Oracle shares fell to a one-month low as investors priced in the risk that AI agents will erode the subscription model underpinning enterprise software.
Oracle Corp. shares slid 5.1 percent on June 24 to their lowest level in more than a month, caught in a broader selloff that wiped billions from enterprise software valuations as the market grappled with the accelerating threat AI poses to traditional subscription revenue models.
"The market is pricing the cannibalization as if it already happened," said a Monness analyst who upgraded Salesforce to Buy the previous week, citing valuation. "The income statements might be indicating otherwise."
The selloff was broad. Alphabet fell roughly 6 percent, dragging the communication-services and software complex lower alongside Microsoft. Salesforce, trading around $152, has lost approximately 43 percent of its value year-to-date and sits near its 52-week low. Adobe has declined roughly 49 percent over the past 12 months, trading at its cheapest earnings multiple in over a decade. The previous week's Accenture collapse — a near-20 percent single-day plunge after the consulting giant cut its growth outlook and explicitly cited AI compressing demand for traditional IT services — acted as a fresh confirmation of the thesis.
The fear centers on a structural question that no enterprise software company has yet answered convincingly: If AI agents can automate tasks that previously required human-operated software licenses, what happens to the seat-based subscription model that has driven decades of recurring revenue? Oracle, Salesforce, and Adobe each derive the majority of their revenue from per-user subscriptions, making them acutely exposed to any shift toward usage-based or outcome-based pricing.
Why Software Stocks Are Bearing the Brunt
The selling has become indiscriminate, but the data tells a more nuanced story. Salesforce is a Rule-of-40 company retiring 10 percent of its shares through a $25 billion buyback and carries the largest AI revenue line in the category. It recently acquired m3ter, a usage-based billing platform, precisely to monetize AI agent actions rather than seats. Monness upgraded the stock on valuation grounds, arguing the market has overshot.
Oracle's own numbers complicate the bear case. The company reported a 363 percent surge in its remaining performance obligations to a record $638 billion in the fourth quarter — a backlog that now exceeds both Alphabet's $627 billion and Microsoft's $460 billion. Yet the market has focused instead on the balance sheet strain required to capture that backlog. Oracle's total liabilities jumped 48 percent to $218.7 billion in the fourth quarter, the sharpest surge on record, as the company raised $43 billion in debt financing and $5 billion in equity. It plans up to $95 billion in capital expenditure for fiscal 2027.

**ACTION ITEM A:**
Decide whether each statement agrees with the article on Oracle's share drop. Answer yes or no for each, and quote the words from the article that settle it.
(i) Oracle shares dropped 5.1 percent on June 24.
(ii) A Monness analyst lowered the rating on Salesforce.
(iii) Oracle's backlog is smaller than Microsoft's.
**ACTION ITEM B:**
Rewrite the stretch of the article on Oracle's share drop from "Oracle shares fell" through "underpinning enterprise software.", putting "stock" in place of "shares".
**ACTION ITEM C:**
Keep writing the article on Oracle's share drop from the point where it stops.

**PROVIDED RECORDS:**
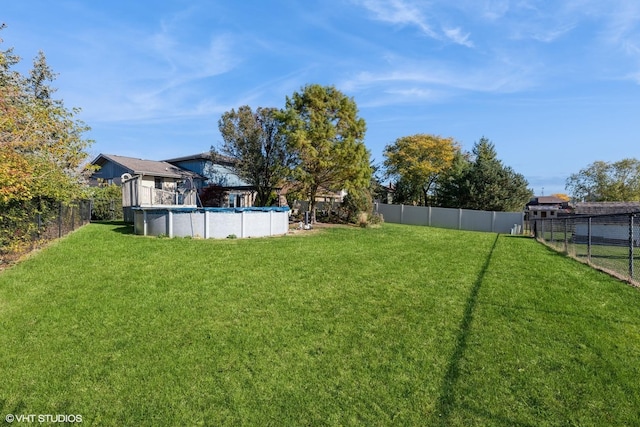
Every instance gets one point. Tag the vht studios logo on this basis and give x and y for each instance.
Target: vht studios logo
(43, 418)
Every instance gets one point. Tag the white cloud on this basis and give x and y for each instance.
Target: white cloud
(407, 13)
(455, 34)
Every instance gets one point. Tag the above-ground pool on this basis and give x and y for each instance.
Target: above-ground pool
(216, 223)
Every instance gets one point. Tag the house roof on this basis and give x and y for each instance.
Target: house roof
(547, 200)
(202, 156)
(604, 208)
(145, 167)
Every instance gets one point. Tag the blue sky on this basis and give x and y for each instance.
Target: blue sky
(555, 85)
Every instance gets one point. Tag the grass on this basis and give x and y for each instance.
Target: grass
(397, 325)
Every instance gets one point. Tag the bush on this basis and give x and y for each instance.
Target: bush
(106, 202)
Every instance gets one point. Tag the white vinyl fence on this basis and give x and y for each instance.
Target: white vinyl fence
(459, 219)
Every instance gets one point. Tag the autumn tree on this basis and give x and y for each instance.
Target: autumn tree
(479, 180)
(41, 145)
(326, 137)
(606, 181)
(256, 143)
(418, 160)
(453, 186)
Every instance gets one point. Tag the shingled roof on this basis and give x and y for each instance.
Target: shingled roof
(605, 208)
(145, 167)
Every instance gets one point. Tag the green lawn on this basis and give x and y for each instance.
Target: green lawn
(397, 325)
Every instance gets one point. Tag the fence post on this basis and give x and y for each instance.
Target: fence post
(589, 240)
(59, 219)
(631, 245)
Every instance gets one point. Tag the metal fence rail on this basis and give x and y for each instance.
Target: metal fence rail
(608, 242)
(31, 230)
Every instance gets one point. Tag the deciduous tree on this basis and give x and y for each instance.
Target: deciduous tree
(418, 160)
(478, 180)
(41, 146)
(606, 181)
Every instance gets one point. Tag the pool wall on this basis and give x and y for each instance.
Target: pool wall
(215, 223)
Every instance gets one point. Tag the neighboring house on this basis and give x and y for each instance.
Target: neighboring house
(146, 182)
(605, 208)
(218, 172)
(546, 207)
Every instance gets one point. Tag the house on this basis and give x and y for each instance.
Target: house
(606, 208)
(147, 182)
(546, 207)
(218, 172)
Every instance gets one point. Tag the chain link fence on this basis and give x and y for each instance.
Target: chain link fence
(608, 242)
(23, 229)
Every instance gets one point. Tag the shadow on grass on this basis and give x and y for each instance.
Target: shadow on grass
(446, 401)
(122, 227)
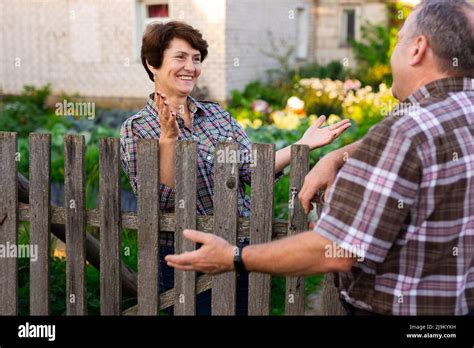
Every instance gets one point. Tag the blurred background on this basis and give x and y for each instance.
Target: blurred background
(276, 65)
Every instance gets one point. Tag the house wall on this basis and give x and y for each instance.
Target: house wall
(329, 16)
(249, 43)
(89, 47)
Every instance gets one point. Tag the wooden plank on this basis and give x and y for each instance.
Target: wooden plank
(185, 210)
(226, 182)
(167, 298)
(109, 184)
(148, 226)
(8, 222)
(167, 221)
(297, 222)
(40, 223)
(74, 201)
(261, 223)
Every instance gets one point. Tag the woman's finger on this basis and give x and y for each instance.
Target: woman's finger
(339, 124)
(320, 121)
(341, 129)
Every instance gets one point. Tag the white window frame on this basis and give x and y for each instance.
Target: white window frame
(302, 33)
(344, 22)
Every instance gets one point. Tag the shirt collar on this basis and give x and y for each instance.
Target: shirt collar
(442, 87)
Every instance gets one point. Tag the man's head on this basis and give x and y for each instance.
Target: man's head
(436, 41)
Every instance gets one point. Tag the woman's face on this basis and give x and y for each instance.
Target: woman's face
(180, 69)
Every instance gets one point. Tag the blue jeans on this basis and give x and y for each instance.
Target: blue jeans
(204, 299)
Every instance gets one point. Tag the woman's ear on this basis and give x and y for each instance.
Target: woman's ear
(151, 68)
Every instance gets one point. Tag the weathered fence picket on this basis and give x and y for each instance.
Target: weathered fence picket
(148, 226)
(8, 223)
(109, 185)
(40, 222)
(185, 212)
(261, 223)
(297, 222)
(74, 203)
(226, 184)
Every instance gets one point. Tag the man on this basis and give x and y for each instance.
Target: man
(403, 203)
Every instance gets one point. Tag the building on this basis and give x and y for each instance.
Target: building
(91, 47)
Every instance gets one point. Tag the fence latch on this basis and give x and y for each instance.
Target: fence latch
(291, 206)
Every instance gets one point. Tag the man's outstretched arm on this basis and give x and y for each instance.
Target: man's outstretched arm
(304, 254)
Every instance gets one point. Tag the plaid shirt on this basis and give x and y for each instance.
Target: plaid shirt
(404, 202)
(211, 124)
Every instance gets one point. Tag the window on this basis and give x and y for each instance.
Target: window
(302, 33)
(348, 26)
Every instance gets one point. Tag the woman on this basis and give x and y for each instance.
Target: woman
(172, 54)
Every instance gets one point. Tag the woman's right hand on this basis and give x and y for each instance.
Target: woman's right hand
(168, 124)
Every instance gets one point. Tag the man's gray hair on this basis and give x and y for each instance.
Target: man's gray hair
(450, 31)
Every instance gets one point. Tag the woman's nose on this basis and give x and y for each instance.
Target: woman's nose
(190, 66)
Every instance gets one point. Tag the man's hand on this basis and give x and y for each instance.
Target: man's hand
(315, 136)
(214, 256)
(321, 177)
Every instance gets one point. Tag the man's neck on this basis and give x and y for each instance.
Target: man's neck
(425, 79)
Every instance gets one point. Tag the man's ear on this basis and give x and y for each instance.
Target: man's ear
(419, 50)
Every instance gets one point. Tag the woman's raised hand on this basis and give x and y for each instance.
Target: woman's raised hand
(169, 125)
(315, 136)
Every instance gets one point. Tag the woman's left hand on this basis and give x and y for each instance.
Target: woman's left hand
(316, 137)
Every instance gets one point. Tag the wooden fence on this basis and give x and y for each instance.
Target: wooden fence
(149, 223)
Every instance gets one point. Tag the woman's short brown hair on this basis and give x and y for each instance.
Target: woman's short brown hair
(157, 38)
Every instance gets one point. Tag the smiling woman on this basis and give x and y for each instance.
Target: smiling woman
(172, 54)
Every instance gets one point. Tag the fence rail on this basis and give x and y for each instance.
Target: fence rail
(148, 221)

**TASK OUTPUT A:**
(i) Yes: "Oracle Corp. shares slid 5.1 percent on June 24"
(ii) No: "upgraded Salesforce to Buy the previous week"
(iii) No: "a backlog that now exceeds both Alphabet's $627 billion and Microsoft's $460 billion"

**TASK OUTPUT B:**
Oracle stock fell to a one-month low as investors priced in the risk that AI agents will erode the subscription model underpinning enterprise software.

**TASK OUTPUT C:**
The AI Agent Threat Is Real, But the Timing Is Unclear
The counterargument, supported by the income statements of these companies, is that AI revenue is growing faster than the erosion of the legacy subscription base. Salesforce's AI-related revenue is already the largest in the category. Oracle's cloud infrastructure business continues to win large contracts, including its deal with OpenAI that underpins much of the backlog growth.
But the market is not waiting for proof. The Accenture warning — the largest IT services firm in the world explicitly stating that AI is compressing billable hours — has become the template for how investors view the entire software stack. If AI eats consulting margins, the logic goes, it will eventually eat software margins too.
Oracle shares have now declined roughly 26 percent from their record high at the start of June. The stock trades at a discount to its SaaS peers on forward earnings, reflecting the balance sheet risk from its $218.7 billion in total liabilities and the concentration of its backlog in a small number of customers, chiefly OpenAI. Until these companies can demonstrate that AI revenue scales faster than it erodes the legacy subscription base, the software sector may remain in the penalty box — even on days when the rest of technology, particularly chip stocks, is rallying.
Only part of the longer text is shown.